**ТЕКСТ ДЛЯ ЧТЕНИЯ**
Впервые за долгое время мне по-настоящему жаль, что я не нахожусь в Москве и не могу принять участия в происходящих там событиях. Предлагаемые читателю заметки - наблюдения, к сожалению, сделанные издалека.
Одна из самых существенных черт сегодняшних московских протестов - единодушное нежелание ассоциироваться с партиями. Это нежелание особенно парадоксально потому, что поводом для волнений послужили выборы, где люди отдавали голоса тем или иным партиям. Конечно, все знали, что предложенный им выбор неадекватен и не отражает «воли» избирателей, но все-таки люди пошли на выборы и возмутились, когда их голоса не были учтены. Обычно такое голосование называют протестным, но мне это определение кажется ошибочным. Я полагаю, что смысл голосования был совсем иной. И заключался он в подаче голоса, как такового, вне связи с политическим выбором.
1. УКРАДЕННЫЙ ГОЛОС
Политика издавна смешивает понятия голоса, поданного на выборах за кого-то, и голоса в более глубоком, экзистенциальном значении. Обладание голосом – уникально человеческое свойство, ведь звуки, издаваемые животными, лишь условно можно назвать голосом (а не мычанием, лаем и т.д.). Голос способен выражать волю человека, его эмоции, мысли, то есть человеческую сущность. Гельдерлин в стихотворении «У истоков Дуная», писал о «голосе, который делает нас людьми» -- Die menschenbildende Stimme. И в этом смысле голос имеет этическое измерение. Но с конца ХVIII века голос начинает ассоциироваться и с правами человека. В «Декларации прав человека и гражданина» -- основополагающем документе Французской революции, сущность человека впервые определяется как совокупность прав, которыми он наделен от природы. Голос – это утверждение человеческого в человеке через утверждение права требовать прав. В Декларации записано: «Свобода есть присущая человеку возможность делать все, что не причиняет ущерба правам другого; ее основу составляет природа, а ее правило – справедливость; обеспечение свободы есть закон. ˂…˃ Право выражать свои мысли и свои мнения как посредством печати, так и любым иным способом…» В последних выборах господствовало именно такое понимание голоса, а не идея политического выбора. Украден был не голос, отданный партии, а голос, утверждающий человека в человеке. Политическое тут растворилось в антропологическом и этическом.

**ЧТО ТРЕБУЕТСЯ СДЕЛАТЬ**
1. Кратко изложите текст о московских протестах и голосе в двух предложениях.
2. В строках ниже возьмите фрагмент от строки с «limestone rock in the photo above.» до строки с «[[374, 593]]» включительно и перепишите его, заменив «one pair per instance» на «one pair per object». Всё остальное сохраните без изменений.

**ИСХОДНЫЕ ДАННЫЕ**
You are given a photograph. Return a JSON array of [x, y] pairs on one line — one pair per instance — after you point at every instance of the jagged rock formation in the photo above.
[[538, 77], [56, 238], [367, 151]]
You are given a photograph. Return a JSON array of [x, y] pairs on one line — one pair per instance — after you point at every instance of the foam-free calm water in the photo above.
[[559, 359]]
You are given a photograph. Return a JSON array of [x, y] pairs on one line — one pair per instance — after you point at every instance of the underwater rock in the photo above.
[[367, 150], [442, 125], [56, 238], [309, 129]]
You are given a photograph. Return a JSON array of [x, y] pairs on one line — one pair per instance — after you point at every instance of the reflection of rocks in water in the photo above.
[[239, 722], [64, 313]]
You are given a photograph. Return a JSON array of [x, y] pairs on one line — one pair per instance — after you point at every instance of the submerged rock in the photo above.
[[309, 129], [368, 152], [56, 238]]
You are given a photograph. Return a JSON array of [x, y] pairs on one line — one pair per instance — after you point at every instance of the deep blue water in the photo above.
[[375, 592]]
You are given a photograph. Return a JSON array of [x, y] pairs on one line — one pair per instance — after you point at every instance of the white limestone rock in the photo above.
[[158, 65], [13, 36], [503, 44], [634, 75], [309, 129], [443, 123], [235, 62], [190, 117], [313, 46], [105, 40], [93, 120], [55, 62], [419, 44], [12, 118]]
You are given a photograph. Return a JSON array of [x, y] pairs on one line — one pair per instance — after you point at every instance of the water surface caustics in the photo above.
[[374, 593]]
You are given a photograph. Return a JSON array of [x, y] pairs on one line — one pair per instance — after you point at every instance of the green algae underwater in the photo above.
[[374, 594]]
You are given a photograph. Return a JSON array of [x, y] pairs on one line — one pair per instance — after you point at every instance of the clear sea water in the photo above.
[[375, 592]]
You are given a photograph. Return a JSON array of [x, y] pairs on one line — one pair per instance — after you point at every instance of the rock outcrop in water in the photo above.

**НАБОР ОТВЕТОВ**
1. Участники московских протестов единодушно не хотят ассоциироваться с партиями, хотя поводом для волнений послужили выборы, и смысл голосования видится в подаче голоса как такового, вне связи с политическим выбором. На последних выборах господствовало понимание голоса как утверждения человеческого в человеке, восходящее к правам человека, поэтому украден был именно такой голос, а не голос, отданный партии.

2.
You are given a photograph. Return a JSON array of [x, y] pairs on one line — one pair per object — after you point at every instance of the white limestone rock in the photo above.
[[158, 65], [13, 36], [503, 44], [634, 75], [309, 129], [443, 123], [235, 62], [190, 117], [313, 46], [105, 40], [93, 120], [55, 62], [419, 44], [12, 118]]
You are given a photograph. Return a JSON array of [x, y] pairs on one line — one pair per object — after you point at every instance of the water surface caustics in the photo above.
[[374, 593]]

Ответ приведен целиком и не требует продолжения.